- _Document extract_
########################################
From time to time they "drop in" from the upstairs Echo, using the system like an intercom. "Hi, Mom!"  "Hi, guys!"

I'm listening to a Spotify radio playlist that the boys put on. I like to keep up with what the kids are listening to.

I'm probably betraying myself as a traitor to all of my indie-loving friends, but Nick Jonas's "Jealous" is really catchy.

I know there are shows on Netflix or Amazon Prime for me to get caught up in.

And I am breaking my rule by saying this, but I'm enjoying a glass of wine. Which, for me, is actually really unusual. I never ever drink at home, by myself.

Maybe it'll help me be more interesting.

Anyway, that's my night.

Wednesday, December 06, 2017

And all those things I didn't say, wrecking balls inside my brain

This is what I should have said, when he started yelling at me ten minutes into our first date, when I had the audacity to (respectfully) express a different psychological or temperamental approach to dating than the one he had expressed.

I don't think I'm interested in talking to you anymore. I'd say, 'have a nice life,' but the odds of that are pretty much non-existent, so I'll just say 'good-bye.'

I was accused of trying to "mother" him, of telling him how to live his life, of lecturing him that his statistical approach to love - of believing that he'd have to go out on 30 dates before he would find anyone worthwhile, and that having only gone on 5 this year, he was doomed - was wrong.* He became louder and more irate as he talked, jabbing his finger at me and punctuating his diatribe with, "why are you doing that, counselor?" 

His voice was filled with contempt and he called me "counselor" as if it were an epithet.
########################################
- _Recorded information_
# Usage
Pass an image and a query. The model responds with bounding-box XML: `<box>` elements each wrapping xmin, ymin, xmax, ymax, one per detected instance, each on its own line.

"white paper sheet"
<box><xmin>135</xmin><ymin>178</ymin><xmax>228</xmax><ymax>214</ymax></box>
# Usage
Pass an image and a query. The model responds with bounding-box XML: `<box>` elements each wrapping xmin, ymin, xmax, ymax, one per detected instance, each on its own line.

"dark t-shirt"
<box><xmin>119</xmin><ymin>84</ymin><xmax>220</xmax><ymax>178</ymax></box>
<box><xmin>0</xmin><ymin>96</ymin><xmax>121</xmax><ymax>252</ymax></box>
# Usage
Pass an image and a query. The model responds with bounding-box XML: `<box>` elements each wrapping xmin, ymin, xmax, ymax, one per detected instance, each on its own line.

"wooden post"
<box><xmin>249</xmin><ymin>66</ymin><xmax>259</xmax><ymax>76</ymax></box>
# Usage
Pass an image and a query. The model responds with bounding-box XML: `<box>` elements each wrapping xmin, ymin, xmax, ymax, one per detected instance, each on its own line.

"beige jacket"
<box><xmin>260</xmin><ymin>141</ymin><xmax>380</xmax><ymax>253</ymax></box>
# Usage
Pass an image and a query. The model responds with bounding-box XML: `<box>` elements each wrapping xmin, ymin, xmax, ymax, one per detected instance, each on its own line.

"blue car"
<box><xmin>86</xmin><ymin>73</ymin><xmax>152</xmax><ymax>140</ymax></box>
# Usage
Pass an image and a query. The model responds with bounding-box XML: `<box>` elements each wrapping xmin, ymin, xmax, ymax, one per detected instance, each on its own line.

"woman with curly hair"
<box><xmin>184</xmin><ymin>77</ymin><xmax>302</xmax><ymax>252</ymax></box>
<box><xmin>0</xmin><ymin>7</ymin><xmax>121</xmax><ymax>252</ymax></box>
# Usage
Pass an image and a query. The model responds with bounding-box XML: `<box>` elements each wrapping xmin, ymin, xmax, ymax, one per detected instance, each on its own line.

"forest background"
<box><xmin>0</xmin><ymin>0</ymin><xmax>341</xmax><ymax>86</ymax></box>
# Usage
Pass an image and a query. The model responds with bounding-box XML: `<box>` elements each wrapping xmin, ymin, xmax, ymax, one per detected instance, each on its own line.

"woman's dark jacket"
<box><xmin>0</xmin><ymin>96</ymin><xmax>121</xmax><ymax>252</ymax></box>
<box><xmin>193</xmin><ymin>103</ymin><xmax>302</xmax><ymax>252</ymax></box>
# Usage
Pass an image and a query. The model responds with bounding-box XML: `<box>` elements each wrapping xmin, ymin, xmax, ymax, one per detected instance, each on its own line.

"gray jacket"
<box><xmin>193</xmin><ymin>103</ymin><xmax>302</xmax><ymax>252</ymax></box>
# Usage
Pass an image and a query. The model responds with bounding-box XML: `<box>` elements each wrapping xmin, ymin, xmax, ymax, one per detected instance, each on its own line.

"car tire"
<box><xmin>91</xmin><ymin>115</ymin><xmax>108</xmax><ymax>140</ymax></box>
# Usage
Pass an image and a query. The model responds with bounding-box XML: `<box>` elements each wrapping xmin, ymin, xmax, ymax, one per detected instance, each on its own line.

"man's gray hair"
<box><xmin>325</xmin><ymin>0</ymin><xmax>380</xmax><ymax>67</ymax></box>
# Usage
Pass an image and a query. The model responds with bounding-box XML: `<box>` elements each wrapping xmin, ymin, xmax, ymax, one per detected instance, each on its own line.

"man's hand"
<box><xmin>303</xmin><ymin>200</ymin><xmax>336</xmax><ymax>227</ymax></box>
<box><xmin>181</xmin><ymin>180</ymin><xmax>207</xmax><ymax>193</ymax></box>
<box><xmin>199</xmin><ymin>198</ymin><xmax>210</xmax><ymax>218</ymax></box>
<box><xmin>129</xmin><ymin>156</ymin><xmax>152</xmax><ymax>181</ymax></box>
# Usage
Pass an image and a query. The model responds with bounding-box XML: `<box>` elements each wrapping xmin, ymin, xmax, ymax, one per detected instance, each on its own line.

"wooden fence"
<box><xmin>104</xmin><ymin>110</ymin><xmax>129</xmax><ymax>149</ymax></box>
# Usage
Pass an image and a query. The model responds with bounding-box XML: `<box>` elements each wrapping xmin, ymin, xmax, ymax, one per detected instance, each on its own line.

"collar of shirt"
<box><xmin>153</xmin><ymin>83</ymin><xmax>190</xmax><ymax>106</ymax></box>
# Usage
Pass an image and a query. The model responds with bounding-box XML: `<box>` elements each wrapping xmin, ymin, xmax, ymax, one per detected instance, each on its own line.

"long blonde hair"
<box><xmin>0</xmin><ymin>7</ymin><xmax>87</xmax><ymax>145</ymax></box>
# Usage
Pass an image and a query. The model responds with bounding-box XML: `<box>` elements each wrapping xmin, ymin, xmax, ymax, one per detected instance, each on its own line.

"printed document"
########################################
- _Required action 1_
Write out the blog excerpt word for word from "This is what" to "he had expressed.".
- _Required action 2_
In the blog excerpt, which song does the writer call really catchy?
- _Required action 3_
Summarize the blog excerpt in two sentences.

- _Written solution 1_
This is what I should have said, when he started yelling at me ten minutes into our first date, when I had the audacity to (respectfully) express a different psychological or temperamental approach to dating than the one he had expressed.

- _Written solution 2_
Nick Jonas's "Jealous."

- _Written solution 3_
The writer spends an evening at home listening to a Spotify radio playlist the boys put on and enjoying a glass of wine, which is unusual since the writer never drinks at home alone. A post dated December 6, 2017, recounts a first date on which the man started yelling ten minutes in, accused the writer of lecturing him about his statistical approach to love, and contemptuously called the writer "counselor."